DATASET ENTRIES:

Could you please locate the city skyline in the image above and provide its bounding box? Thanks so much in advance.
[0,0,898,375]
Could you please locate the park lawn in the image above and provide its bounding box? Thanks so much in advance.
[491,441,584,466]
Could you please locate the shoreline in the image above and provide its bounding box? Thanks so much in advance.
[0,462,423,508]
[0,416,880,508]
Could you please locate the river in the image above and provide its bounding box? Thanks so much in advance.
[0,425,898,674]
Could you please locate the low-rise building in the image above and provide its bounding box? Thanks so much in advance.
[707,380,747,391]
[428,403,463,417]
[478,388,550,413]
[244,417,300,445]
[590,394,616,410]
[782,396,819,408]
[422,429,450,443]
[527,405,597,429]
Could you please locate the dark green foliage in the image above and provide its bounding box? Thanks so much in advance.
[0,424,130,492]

TASK DETAILS:
Please give the data again, starting with the line that contains "Could you please locate the shoreline" and going on through the end of the data, and swap "bounding box" for "enclosing rectangle" while leaving everything else unchanged.

FINISHED EXERCISE:
Could you please locate the shoreline in the image above and provide its enclosing rectangle? Thanks so much in advance.
[0,462,423,508]
[0,416,880,508]
Could you please locate the river in the image above and provide its enclosing rectangle? Thanks so much in advance.
[0,425,898,674]
Could you please locate the low-rise building in the image above and provide its enclosing rectangle? Thanks so much in advance.
[707,380,747,391]
[428,403,463,417]
[478,388,550,413]
[244,417,300,445]
[590,394,616,410]
[782,396,819,408]
[422,429,450,443]
[527,405,597,429]
Could you please locate the dark green foliage in the image above and provide its enclosing rectangle? Thanks so much in advance.
[0,424,130,492]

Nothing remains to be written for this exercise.